→ **WHAT THIS TASK INVOLVES**
Set down exactly each line of the entries below, beginning at the one that contains "Detect birch tree" and ending at the last, and no others.

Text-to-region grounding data
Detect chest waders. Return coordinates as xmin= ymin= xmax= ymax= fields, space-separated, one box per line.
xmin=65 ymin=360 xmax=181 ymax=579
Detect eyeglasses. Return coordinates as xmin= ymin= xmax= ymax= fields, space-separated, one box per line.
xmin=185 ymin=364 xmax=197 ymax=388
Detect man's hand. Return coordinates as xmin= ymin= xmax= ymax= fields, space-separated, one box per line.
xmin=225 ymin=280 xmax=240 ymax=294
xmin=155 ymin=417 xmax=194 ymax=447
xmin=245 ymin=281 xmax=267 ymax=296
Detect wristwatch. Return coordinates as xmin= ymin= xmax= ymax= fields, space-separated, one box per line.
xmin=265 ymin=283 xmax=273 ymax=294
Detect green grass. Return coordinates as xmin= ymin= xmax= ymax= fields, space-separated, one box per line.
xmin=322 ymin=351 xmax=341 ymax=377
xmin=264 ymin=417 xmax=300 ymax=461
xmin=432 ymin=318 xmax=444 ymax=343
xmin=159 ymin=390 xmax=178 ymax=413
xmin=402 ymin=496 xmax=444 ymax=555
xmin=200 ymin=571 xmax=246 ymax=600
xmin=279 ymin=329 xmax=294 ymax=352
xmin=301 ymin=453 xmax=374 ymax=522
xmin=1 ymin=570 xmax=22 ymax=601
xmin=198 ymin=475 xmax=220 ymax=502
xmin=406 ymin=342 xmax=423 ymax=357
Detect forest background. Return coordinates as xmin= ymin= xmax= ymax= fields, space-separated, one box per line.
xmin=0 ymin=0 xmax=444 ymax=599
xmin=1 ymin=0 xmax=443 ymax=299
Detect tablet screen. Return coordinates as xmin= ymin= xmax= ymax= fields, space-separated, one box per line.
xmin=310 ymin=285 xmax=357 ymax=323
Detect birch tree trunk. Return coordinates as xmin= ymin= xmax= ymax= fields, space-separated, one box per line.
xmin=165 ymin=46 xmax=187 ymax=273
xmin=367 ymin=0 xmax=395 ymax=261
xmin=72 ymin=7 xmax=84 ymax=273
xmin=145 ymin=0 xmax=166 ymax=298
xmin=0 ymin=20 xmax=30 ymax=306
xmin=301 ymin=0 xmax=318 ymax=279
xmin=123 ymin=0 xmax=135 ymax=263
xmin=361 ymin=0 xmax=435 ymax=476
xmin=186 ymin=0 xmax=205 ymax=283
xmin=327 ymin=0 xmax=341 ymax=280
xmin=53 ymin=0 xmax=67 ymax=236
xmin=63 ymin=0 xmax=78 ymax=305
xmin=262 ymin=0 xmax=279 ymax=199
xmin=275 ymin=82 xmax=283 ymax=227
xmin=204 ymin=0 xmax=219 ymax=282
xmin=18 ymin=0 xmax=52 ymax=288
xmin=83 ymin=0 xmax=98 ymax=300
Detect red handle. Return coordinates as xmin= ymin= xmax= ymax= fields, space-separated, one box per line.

→ **WORKED SOLUTION**
Detect birch tree trunk. Return coordinates as xmin= ymin= xmax= ymax= fields, space-separated, one box per line.
xmin=165 ymin=46 xmax=187 ymax=273
xmin=367 ymin=0 xmax=395 ymax=261
xmin=72 ymin=7 xmax=84 ymax=273
xmin=145 ymin=0 xmax=166 ymax=298
xmin=0 ymin=20 xmax=30 ymax=306
xmin=301 ymin=0 xmax=318 ymax=279
xmin=123 ymin=0 xmax=135 ymax=263
xmin=361 ymin=0 xmax=435 ymax=476
xmin=186 ymin=0 xmax=205 ymax=283
xmin=327 ymin=0 xmax=341 ymax=280
xmin=53 ymin=0 xmax=67 ymax=236
xmin=63 ymin=0 xmax=78 ymax=305
xmin=262 ymin=0 xmax=279 ymax=199
xmin=275 ymin=82 xmax=283 ymax=227
xmin=204 ymin=0 xmax=219 ymax=282
xmin=18 ymin=0 xmax=52 ymax=288
xmin=83 ymin=0 xmax=98 ymax=300
Detect red handle. Return coordinates as xmin= ymin= xmax= ymax= fields, space-separated, one box per line.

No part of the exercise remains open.